_Available data_
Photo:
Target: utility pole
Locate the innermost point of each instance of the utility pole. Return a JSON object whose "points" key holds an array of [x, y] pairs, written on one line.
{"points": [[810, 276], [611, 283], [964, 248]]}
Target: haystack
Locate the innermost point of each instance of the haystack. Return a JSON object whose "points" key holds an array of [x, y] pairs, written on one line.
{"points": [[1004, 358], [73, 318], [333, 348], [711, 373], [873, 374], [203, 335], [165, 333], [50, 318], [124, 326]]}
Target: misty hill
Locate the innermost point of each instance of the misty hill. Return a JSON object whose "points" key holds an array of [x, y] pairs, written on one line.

* * *

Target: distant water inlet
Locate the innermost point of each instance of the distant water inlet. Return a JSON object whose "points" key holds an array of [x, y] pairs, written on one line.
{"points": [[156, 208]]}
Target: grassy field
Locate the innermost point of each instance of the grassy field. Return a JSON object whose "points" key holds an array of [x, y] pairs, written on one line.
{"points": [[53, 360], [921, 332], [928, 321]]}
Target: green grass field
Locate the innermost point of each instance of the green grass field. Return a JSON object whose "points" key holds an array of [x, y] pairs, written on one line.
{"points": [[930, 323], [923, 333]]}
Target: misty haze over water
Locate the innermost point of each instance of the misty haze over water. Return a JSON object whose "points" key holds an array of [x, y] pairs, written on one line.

...

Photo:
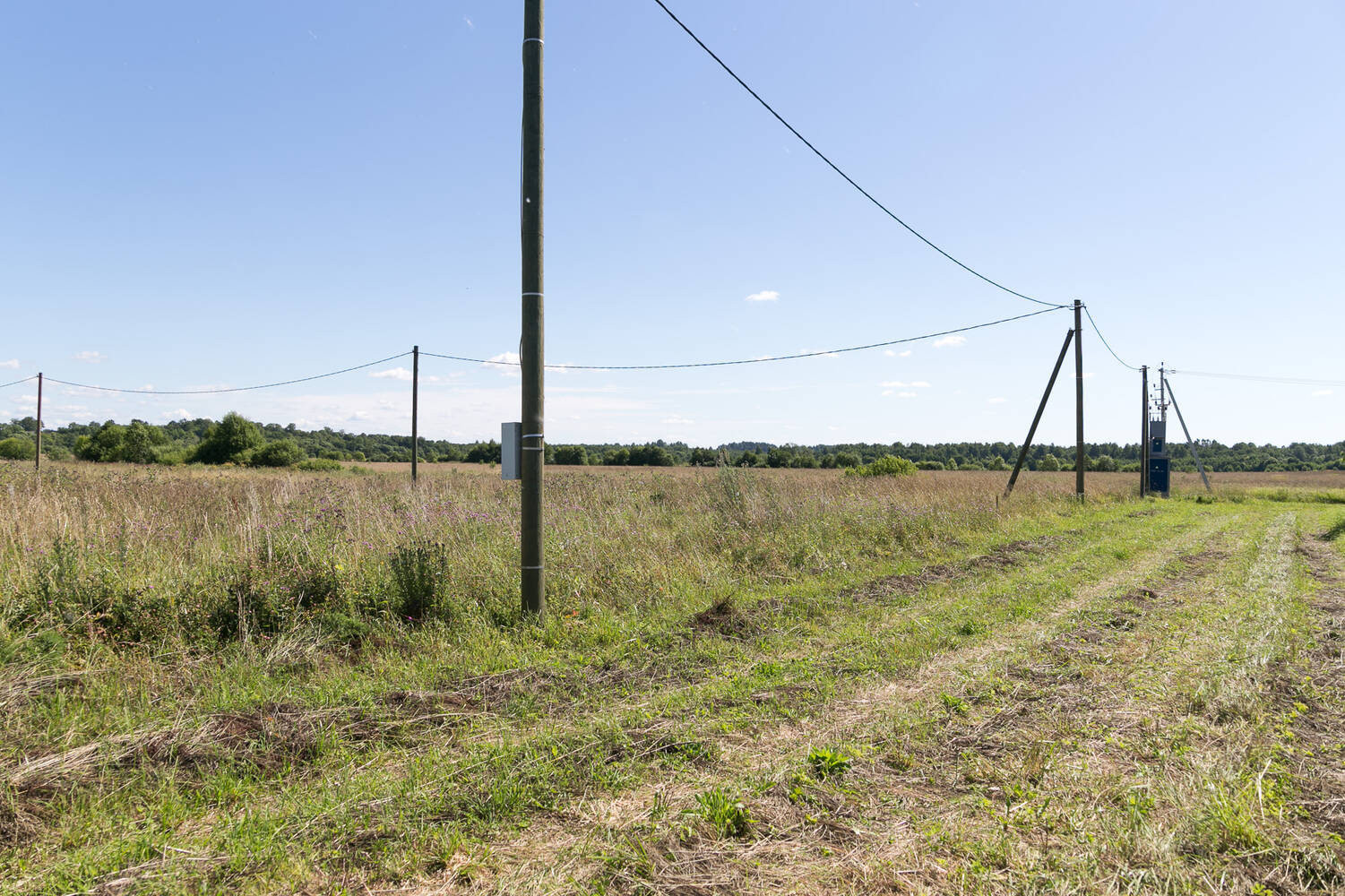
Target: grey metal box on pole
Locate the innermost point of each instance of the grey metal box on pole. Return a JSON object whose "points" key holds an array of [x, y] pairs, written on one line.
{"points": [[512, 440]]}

_The problem_
Reproduce everything from the line containing "Target: misty hill" down through the line containing "Locate the innermost point of each instance of the misty hill.", changing "misty hill" to "foggy ridge" and leaving all else unchanged; give only those lines.

_Solution below_
Target: foggy ridge
Locate the innermost point of each instance of the foggy ridge. Return a JSON object whose "points" key holds an array of [x, y] pairs, written on one line.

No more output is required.